Exercise instructions. Write out every line below word for word, leaving out the pictures.

Extracted information.
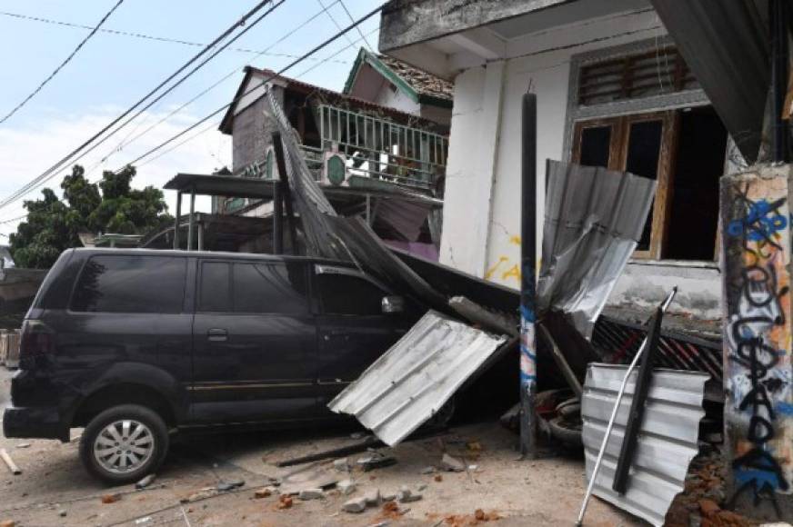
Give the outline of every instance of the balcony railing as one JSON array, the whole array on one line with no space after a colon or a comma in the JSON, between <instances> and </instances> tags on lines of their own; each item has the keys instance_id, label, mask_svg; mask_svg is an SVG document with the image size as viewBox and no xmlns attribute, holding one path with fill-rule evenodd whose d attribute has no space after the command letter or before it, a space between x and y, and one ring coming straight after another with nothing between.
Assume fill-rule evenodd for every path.
<instances>
[{"instance_id":1,"label":"balcony railing","mask_svg":"<svg viewBox=\"0 0 793 527\"><path fill-rule=\"evenodd\" d=\"M321 147L304 146L309 168L321 172L325 152L346 157L348 174L431 188L446 171L448 139L387 119L321 104Z\"/></svg>"}]
</instances>

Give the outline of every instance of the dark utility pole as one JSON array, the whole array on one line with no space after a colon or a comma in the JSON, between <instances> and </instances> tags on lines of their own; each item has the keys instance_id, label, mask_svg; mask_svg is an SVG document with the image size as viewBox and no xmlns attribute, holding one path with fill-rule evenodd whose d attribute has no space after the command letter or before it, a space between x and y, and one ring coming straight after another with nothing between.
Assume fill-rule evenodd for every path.
<instances>
[{"instance_id":1,"label":"dark utility pole","mask_svg":"<svg viewBox=\"0 0 793 527\"><path fill-rule=\"evenodd\" d=\"M520 189L520 453L537 457L537 95L523 95Z\"/></svg>"},{"instance_id":2,"label":"dark utility pole","mask_svg":"<svg viewBox=\"0 0 793 527\"><path fill-rule=\"evenodd\" d=\"M774 161L788 163L788 122L782 118L788 92L788 2L768 0L771 35L771 123Z\"/></svg>"}]
</instances>

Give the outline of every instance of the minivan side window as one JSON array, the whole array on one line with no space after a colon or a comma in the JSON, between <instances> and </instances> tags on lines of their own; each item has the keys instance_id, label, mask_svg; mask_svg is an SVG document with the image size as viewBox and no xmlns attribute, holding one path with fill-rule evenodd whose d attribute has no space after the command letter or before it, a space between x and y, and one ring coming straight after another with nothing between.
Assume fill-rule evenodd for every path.
<instances>
[{"instance_id":1,"label":"minivan side window","mask_svg":"<svg viewBox=\"0 0 793 527\"><path fill-rule=\"evenodd\" d=\"M204 262L201 264L198 311L231 311L229 271L230 264L226 262Z\"/></svg>"},{"instance_id":2,"label":"minivan side window","mask_svg":"<svg viewBox=\"0 0 793 527\"><path fill-rule=\"evenodd\" d=\"M308 312L304 264L234 264L234 311L300 314Z\"/></svg>"},{"instance_id":3,"label":"minivan side window","mask_svg":"<svg viewBox=\"0 0 793 527\"><path fill-rule=\"evenodd\" d=\"M327 314L382 314L387 293L368 280L350 274L316 275L319 300Z\"/></svg>"},{"instance_id":4,"label":"minivan side window","mask_svg":"<svg viewBox=\"0 0 793 527\"><path fill-rule=\"evenodd\" d=\"M83 266L69 309L91 313L181 313L185 258L92 256Z\"/></svg>"}]
</instances>

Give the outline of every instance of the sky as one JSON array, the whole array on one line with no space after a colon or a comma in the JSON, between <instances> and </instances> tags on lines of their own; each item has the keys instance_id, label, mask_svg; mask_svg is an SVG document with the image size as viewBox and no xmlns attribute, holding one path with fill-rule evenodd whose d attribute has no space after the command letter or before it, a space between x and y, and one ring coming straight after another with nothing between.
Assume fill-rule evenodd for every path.
<instances>
[{"instance_id":1,"label":"sky","mask_svg":"<svg viewBox=\"0 0 793 527\"><path fill-rule=\"evenodd\" d=\"M20 18L35 17L95 26L118 0L0 0L0 117L49 75L90 32L89 29ZM124 0L103 29L206 45L238 20L260 0ZM91 181L102 170L116 170L141 154L228 104L242 80L246 65L279 70L314 46L376 7L378 0L286 0L162 101L132 121L78 163ZM323 6L326 12L323 12ZM265 8L266 9L266 7ZM264 13L265 10L259 13ZM318 15L303 27L298 26ZM379 15L360 25L366 42L376 49ZM358 49L365 44L352 30L312 59L284 75L341 90ZM201 46L96 33L76 55L25 106L0 124L0 199L38 176L95 132L137 102L200 52ZM260 55L259 52L266 51ZM289 56L292 55L292 56ZM307 71L310 70L310 71ZM174 110L218 82L178 113ZM157 124L160 120L166 120ZM162 185L178 172L209 174L231 166L231 138L217 131L216 118L207 121L157 154L137 165L133 186ZM149 127L156 124L155 127ZM177 148L170 150L174 145ZM159 154L159 153L158 153ZM71 164L55 173L25 199L60 182ZM165 191L171 213L176 195ZM25 214L22 199L0 208L0 244L16 230ZM197 209L209 210L208 198ZM186 205L186 202L185 203Z\"/></svg>"}]
</instances>

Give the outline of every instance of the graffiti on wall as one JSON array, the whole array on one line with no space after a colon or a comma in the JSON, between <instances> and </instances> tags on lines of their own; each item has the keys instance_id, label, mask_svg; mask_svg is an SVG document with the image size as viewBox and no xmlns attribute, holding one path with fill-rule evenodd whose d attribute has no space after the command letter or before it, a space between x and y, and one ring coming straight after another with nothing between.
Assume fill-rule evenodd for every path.
<instances>
[{"instance_id":1,"label":"graffiti on wall","mask_svg":"<svg viewBox=\"0 0 793 527\"><path fill-rule=\"evenodd\" d=\"M788 205L768 181L732 193L726 265L734 293L725 327L731 501L748 494L754 506L770 502L779 515L778 495L793 492Z\"/></svg>"}]
</instances>

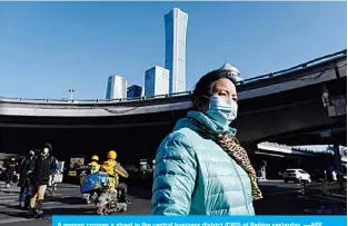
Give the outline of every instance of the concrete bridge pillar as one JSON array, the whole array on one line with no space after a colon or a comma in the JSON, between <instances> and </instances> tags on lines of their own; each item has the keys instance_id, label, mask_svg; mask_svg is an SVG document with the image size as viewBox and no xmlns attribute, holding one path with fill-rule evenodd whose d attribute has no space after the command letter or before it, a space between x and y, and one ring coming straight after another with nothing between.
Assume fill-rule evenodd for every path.
<instances>
[{"instance_id":1,"label":"concrete bridge pillar","mask_svg":"<svg viewBox=\"0 0 348 226\"><path fill-rule=\"evenodd\" d=\"M267 163L256 155L256 151L258 151L257 144L245 146L245 149L248 151L248 156L250 158L251 165L255 168L259 179L266 180Z\"/></svg>"},{"instance_id":2,"label":"concrete bridge pillar","mask_svg":"<svg viewBox=\"0 0 348 226\"><path fill-rule=\"evenodd\" d=\"M335 169L338 171L342 171L342 160L339 151L339 145L334 145L334 154L335 154Z\"/></svg>"}]
</instances>

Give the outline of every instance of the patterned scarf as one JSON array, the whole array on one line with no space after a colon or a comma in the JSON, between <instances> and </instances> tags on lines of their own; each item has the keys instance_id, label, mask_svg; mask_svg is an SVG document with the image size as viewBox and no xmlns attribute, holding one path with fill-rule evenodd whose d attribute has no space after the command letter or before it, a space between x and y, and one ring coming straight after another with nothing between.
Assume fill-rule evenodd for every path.
<instances>
[{"instance_id":1,"label":"patterned scarf","mask_svg":"<svg viewBox=\"0 0 348 226\"><path fill-rule=\"evenodd\" d=\"M251 180L251 195L253 200L262 198L261 190L257 185L257 176L255 169L252 168L248 154L243 149L238 139L231 134L215 134L210 129L206 128L203 124L198 121L196 118L188 116L188 118L193 122L193 125L199 128L202 132L212 135L215 141L239 165L246 170Z\"/></svg>"}]
</instances>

Exercise solution.
Give the outline of every instance of the balcony railing as one JSON array, the whole array on one line with no space after a colon or a comma in the JSON, between <instances> and </instances> tags on lines of their own; each item has the keys instance_id, label, mask_svg; mask_svg is an SVG document with the image size as viewBox and no xmlns attribute, holding one path with fill-rule evenodd whose d attribute has no space after the command letter or before it, a space between x and y, and one ring coming straight after another with nothing between.
Assume fill-rule evenodd for every path.
<instances>
[{"instance_id":1,"label":"balcony railing","mask_svg":"<svg viewBox=\"0 0 793 527\"><path fill-rule=\"evenodd\" d=\"M321 147L304 146L309 168L321 172L325 152L346 157L348 174L431 188L446 171L448 139L387 119L321 104Z\"/></svg>"}]
</instances>

Give the outline of every instance of the dark utility pole as one JSON array, the whole array on one line with no space after a colon or a comma in the JSON, between <instances> and </instances> tags on lines of their own; each item has the keys instance_id, label, mask_svg; mask_svg is an SVG document with the image size as viewBox and no xmlns attribute, holding one path with fill-rule evenodd whose d attribute has no space after the command letter or before it, a space between x and y, and one ring coming straight after another with nothing between.
Assume fill-rule evenodd for every path.
<instances>
[{"instance_id":1,"label":"dark utility pole","mask_svg":"<svg viewBox=\"0 0 793 527\"><path fill-rule=\"evenodd\" d=\"M520 189L520 453L537 457L537 95L523 95Z\"/></svg>"},{"instance_id":2,"label":"dark utility pole","mask_svg":"<svg viewBox=\"0 0 793 527\"><path fill-rule=\"evenodd\" d=\"M774 161L788 163L788 122L782 118L788 92L788 2L768 0L771 35L771 123Z\"/></svg>"}]
</instances>

Give the outline of every instance of the minivan side window as one JSON array, the whole array on one line with no space after a colon or a comma in the JSON, between <instances> and </instances> tags on lines of their own; each item has the keys instance_id, label, mask_svg; mask_svg is an SVG document with the image size as viewBox and no xmlns attribute, holding one path with fill-rule evenodd whose d attribute has no space after the command letter or before it, a space between x and y, and one ring coming straight after another with nothing between.
Assume fill-rule evenodd for every path.
<instances>
[{"instance_id":1,"label":"minivan side window","mask_svg":"<svg viewBox=\"0 0 793 527\"><path fill-rule=\"evenodd\" d=\"M204 262L201 264L198 311L231 311L229 271L230 264L226 262Z\"/></svg>"},{"instance_id":2,"label":"minivan side window","mask_svg":"<svg viewBox=\"0 0 793 527\"><path fill-rule=\"evenodd\" d=\"M308 312L304 264L234 264L234 311L300 314Z\"/></svg>"},{"instance_id":3,"label":"minivan side window","mask_svg":"<svg viewBox=\"0 0 793 527\"><path fill-rule=\"evenodd\" d=\"M327 314L382 314L387 293L368 280L350 274L316 275L319 300Z\"/></svg>"},{"instance_id":4,"label":"minivan side window","mask_svg":"<svg viewBox=\"0 0 793 527\"><path fill-rule=\"evenodd\" d=\"M83 266L69 309L91 313L181 313L185 258L92 256Z\"/></svg>"}]
</instances>

Give the outline of every instance of the sky as one JSON array, the whole array on one line with no space after a colon or a comma in the JSON, between <instances> and </instances> tags on lines of their own; each item has the keys instance_id, label, mask_svg; mask_svg is an SVG document with the image size as viewBox and no xmlns attribute, holding one path with fill-rule evenodd whose d attribute has no space after the command letter or before it, a space between x and y, and one ring coming straight after another with nothing between.
Assume fill-rule evenodd for every path.
<instances>
[{"instance_id":1,"label":"sky","mask_svg":"<svg viewBox=\"0 0 793 527\"><path fill-rule=\"evenodd\" d=\"M20 18L35 17L95 26L118 0L0 0L0 117L49 75L90 32L89 29ZM124 0L103 29L206 45L238 20L260 0ZM91 181L102 170L116 170L141 154L228 104L242 80L246 65L279 70L314 46L376 7L378 0L286 0L162 101L132 121L78 163ZM323 6L326 12L323 12ZM265 8L266 9L266 7ZM264 13L265 10L259 13ZM318 15L303 27L298 26ZM379 15L360 25L366 42L376 49ZM358 49L365 44L352 30L312 59L284 75L341 90ZM201 46L96 33L76 55L25 106L0 124L0 199L38 176L95 132L137 102L200 52ZM260 55L259 52L266 51ZM289 56L292 55L292 56ZM307 71L310 70L310 71ZM174 110L218 82L178 113ZM157 124L160 120L166 120ZM162 185L178 172L209 174L231 166L231 138L217 131L216 118L207 121L157 154L137 165L133 186ZM149 127L156 124L155 127ZM177 148L170 150L174 145ZM159 154L159 153L158 153ZM71 164L55 173L25 199L60 182ZM165 191L171 213L176 195ZM25 214L22 199L0 208L0 244L16 230ZM197 209L209 210L208 198ZM186 205L186 202L185 203Z\"/></svg>"}]
</instances>

Give the outline of every instance of the graffiti on wall as one JSON array, the whole array on one line with no space after a colon or a comma in the JSON, between <instances> and </instances> tags on lines of their own; each item has the keys instance_id, label, mask_svg; mask_svg is an SVG document with the image size as viewBox and no xmlns attribute, holding one path with fill-rule evenodd whose d attribute has no space after the command letter or before it, a space between x and y, and one ring coming straight after another with nothing between.
Assume fill-rule evenodd for every path.
<instances>
[{"instance_id":1,"label":"graffiti on wall","mask_svg":"<svg viewBox=\"0 0 793 527\"><path fill-rule=\"evenodd\" d=\"M788 205L768 181L732 193L726 265L734 293L725 327L731 501L748 494L754 506L770 502L779 515L778 495L793 492Z\"/></svg>"}]
</instances>

Give the outline of every instance of the concrete bridge pillar as one JSON array, the whole array on one line with no space after a colon or a comma in the JSON, between <instances> and </instances> tags on lines of their own; each item has the keys instance_id, label, mask_svg; mask_svg is an SVG document with the image size as viewBox and no xmlns attribute, holding one path with fill-rule evenodd whose d attribute has no space after the command letter or before it, a space between x and y, and one ring coming straight after another with nothing between.
Assume fill-rule evenodd for every path.
<instances>
[{"instance_id":1,"label":"concrete bridge pillar","mask_svg":"<svg viewBox=\"0 0 348 226\"><path fill-rule=\"evenodd\" d=\"M267 163L256 155L256 151L258 151L257 144L245 146L245 149L248 151L248 156L250 158L251 165L255 168L259 179L266 180Z\"/></svg>"},{"instance_id":2,"label":"concrete bridge pillar","mask_svg":"<svg viewBox=\"0 0 348 226\"><path fill-rule=\"evenodd\" d=\"M335 169L338 171L342 171L342 160L339 151L339 145L334 145L334 154L335 154Z\"/></svg>"}]
</instances>

Give the outline of every instance of the patterned scarf as one JSON array, the whole array on one line with no space after a colon or a comma in the JSON, between <instances> and </instances> tags on lines of their own; each item has the keys instance_id, label, mask_svg; mask_svg is an SVG document with the image size as viewBox and no xmlns attribute, holding one path with fill-rule evenodd whose d attribute has no space after the command letter or before it, a space between x and y, and one ring coming straight after another with nothing between.
Assume fill-rule evenodd for every path.
<instances>
[{"instance_id":1,"label":"patterned scarf","mask_svg":"<svg viewBox=\"0 0 348 226\"><path fill-rule=\"evenodd\" d=\"M251 180L251 195L253 200L262 198L261 190L257 185L257 176L255 169L252 168L248 154L243 149L238 139L231 134L215 134L210 129L206 128L203 124L198 121L196 118L188 116L188 118L193 122L193 125L199 128L202 132L212 135L215 141L239 165L246 170Z\"/></svg>"}]
</instances>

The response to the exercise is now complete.